GIVEN PROBLEM: Update the lines from the start of the entries through the line containing "Now the tan", inclusive, by changing "tan marking on cheek" to "tan spot on cheek". Give those lines again with nothing else altered.

DATA SUPPLIED:
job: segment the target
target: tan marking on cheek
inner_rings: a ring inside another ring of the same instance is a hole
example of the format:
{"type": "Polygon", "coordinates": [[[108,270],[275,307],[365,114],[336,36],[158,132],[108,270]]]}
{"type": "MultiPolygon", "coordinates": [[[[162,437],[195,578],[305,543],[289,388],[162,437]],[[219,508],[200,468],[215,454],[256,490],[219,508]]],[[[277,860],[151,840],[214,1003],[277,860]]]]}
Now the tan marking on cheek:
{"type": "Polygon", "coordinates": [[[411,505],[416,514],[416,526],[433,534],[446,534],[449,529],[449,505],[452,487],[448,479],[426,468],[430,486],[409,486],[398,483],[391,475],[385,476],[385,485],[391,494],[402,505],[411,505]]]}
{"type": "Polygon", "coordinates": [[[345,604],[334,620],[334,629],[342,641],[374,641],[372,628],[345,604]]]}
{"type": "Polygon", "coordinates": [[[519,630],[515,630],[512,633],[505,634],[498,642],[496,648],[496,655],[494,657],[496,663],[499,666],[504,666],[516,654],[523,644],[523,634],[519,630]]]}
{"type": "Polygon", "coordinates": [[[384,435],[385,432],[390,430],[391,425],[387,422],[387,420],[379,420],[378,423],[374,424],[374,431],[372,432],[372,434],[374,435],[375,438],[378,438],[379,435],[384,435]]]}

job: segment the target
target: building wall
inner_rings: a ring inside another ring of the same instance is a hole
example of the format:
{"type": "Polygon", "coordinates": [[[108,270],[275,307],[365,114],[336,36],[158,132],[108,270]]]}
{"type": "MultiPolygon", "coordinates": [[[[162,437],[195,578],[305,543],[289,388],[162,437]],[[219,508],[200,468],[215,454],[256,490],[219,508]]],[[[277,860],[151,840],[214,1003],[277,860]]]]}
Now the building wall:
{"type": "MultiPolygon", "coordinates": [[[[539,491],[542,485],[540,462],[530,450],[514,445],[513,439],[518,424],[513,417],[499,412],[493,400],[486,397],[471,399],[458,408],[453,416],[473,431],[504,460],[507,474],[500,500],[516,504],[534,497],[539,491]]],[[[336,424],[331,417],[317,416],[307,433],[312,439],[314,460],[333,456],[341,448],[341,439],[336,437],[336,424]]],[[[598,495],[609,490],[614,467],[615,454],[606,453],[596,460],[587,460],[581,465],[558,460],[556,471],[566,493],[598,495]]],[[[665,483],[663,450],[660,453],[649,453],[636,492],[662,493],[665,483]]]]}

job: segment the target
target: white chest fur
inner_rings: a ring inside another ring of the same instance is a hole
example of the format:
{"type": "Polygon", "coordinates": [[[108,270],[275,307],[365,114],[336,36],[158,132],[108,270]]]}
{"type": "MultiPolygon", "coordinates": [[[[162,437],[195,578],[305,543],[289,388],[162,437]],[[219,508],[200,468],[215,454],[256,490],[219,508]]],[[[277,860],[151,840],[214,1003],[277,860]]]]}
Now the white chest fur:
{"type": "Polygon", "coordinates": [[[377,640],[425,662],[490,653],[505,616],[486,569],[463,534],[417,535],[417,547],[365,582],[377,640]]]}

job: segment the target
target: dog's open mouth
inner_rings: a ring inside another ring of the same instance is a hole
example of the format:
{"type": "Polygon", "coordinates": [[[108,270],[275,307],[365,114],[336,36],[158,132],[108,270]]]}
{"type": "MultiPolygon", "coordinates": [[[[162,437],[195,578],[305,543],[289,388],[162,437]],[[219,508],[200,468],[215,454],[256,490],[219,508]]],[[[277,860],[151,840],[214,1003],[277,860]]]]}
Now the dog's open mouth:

CORRECT OUTPUT:
job: segment the target
target: tan spot on cheek
inner_rings: a ring inside another ring of the same instance is a hole
example of the format:
{"type": "Polygon", "coordinates": [[[108,270],[275,307],[365,114],[336,36],[158,132],[108,270]]]}
{"type": "MultiPolygon", "coordinates": [[[[162,437],[195,578],[305,543],[289,388],[162,437]],[[219,508],[200,468],[215,454],[256,490],[219,508]]],[[[277,860],[151,840],[214,1003],[277,860]]]]}
Now the tan spot on cheek:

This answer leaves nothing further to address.